Assigned task » Transcribe each of the entries exactly.

↓↓↓

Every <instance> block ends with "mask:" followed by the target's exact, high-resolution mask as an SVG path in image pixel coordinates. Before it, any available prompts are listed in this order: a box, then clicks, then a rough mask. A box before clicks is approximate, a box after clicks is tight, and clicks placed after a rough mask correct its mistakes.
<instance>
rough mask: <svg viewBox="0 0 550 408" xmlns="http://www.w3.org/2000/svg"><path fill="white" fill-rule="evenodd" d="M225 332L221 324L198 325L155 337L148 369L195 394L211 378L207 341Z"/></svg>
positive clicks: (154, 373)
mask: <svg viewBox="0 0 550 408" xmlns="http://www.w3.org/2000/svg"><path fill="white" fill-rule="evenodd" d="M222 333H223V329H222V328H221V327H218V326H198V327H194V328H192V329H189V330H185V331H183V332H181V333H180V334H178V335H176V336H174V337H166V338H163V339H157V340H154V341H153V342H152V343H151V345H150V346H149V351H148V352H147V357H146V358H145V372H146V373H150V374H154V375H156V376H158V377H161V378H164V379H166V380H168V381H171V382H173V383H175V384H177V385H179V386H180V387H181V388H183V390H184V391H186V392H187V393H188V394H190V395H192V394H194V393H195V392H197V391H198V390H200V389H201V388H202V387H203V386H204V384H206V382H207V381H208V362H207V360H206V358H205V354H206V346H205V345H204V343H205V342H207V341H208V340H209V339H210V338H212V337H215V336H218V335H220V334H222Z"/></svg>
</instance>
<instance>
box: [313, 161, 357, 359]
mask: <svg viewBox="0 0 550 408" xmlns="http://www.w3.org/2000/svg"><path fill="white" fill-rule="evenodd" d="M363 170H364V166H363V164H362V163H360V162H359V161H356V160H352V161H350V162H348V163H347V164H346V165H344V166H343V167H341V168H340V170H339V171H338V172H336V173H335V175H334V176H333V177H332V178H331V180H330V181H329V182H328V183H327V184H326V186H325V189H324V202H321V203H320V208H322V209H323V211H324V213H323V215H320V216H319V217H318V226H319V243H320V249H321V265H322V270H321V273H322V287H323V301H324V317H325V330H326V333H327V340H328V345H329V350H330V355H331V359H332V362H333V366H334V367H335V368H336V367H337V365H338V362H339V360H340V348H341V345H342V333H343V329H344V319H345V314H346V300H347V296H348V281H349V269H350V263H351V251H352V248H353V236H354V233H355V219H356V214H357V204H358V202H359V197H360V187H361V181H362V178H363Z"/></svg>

↑↑↑

Reply to the task »
Every <instance> block ends with "mask:" followed by the target's exact, high-resolution mask as an SVG path in image pixel coordinates. Before it, any available prompts are listed in this order: a box, then clicks, then a rough mask. A box before clicks is approximate, a box after clicks is tight, and clicks placed after a rough mask correct its mistakes.
<instance>
rough mask: <svg viewBox="0 0 550 408" xmlns="http://www.w3.org/2000/svg"><path fill="white" fill-rule="evenodd" d="M225 332L221 324L198 325L155 337L148 369L195 394L211 378L207 341Z"/></svg>
positive clicks: (154, 373)
mask: <svg viewBox="0 0 550 408" xmlns="http://www.w3.org/2000/svg"><path fill="white" fill-rule="evenodd" d="M222 333H223V329H222V328H221V327H218V326H198V327H194V328H192V329H189V330H185V331H183V332H181V333H180V334H178V335H176V336H174V337H166V338H163V339H157V340H154V341H153V342H152V343H151V345H150V346H149V351H148V352H147V357H146V358H145V372H146V373H150V374H154V375H156V376H158V377H161V378H164V379H166V380H168V381H171V382H173V383H175V384H177V385H179V386H180V387H181V388H183V390H184V391H186V392H187V393H188V394H190V395H192V394H194V393H195V392H197V391H198V390H200V389H201V388H202V387H203V386H204V384H206V382H207V381H208V362H207V360H206V358H205V354H206V346H205V345H204V343H205V342H207V341H208V340H209V339H210V338H212V337H215V336H218V335H220V334H222Z"/></svg>
</instance>
<instance>
box: [313, 161, 357, 359]
mask: <svg viewBox="0 0 550 408" xmlns="http://www.w3.org/2000/svg"><path fill="white" fill-rule="evenodd" d="M363 170H364V166H363V164H362V163H360V162H359V161H356V160H352V161H350V162H348V163H347V164H346V165H344V166H343V167H341V168H340V170H339V171H338V172H336V173H335V175H334V176H333V177H332V178H331V180H330V181H329V182H328V183H327V184H326V186H325V189H324V202H321V203H320V208H322V209H323V211H324V213H323V215H320V216H319V217H318V226H319V243H320V249H321V265H322V270H321V273H322V287H323V301H324V317H325V330H326V333H327V340H328V345H329V350H330V355H331V359H332V362H333V366H334V367H335V368H336V367H337V365H338V362H339V360H340V348H341V345H342V333H343V329H344V319H345V314H346V300H347V296H348V281H349V269H350V263H351V251H352V248H353V236H354V233H355V219H356V214H357V204H358V202H359V197H360V187H361V181H362V178H363Z"/></svg>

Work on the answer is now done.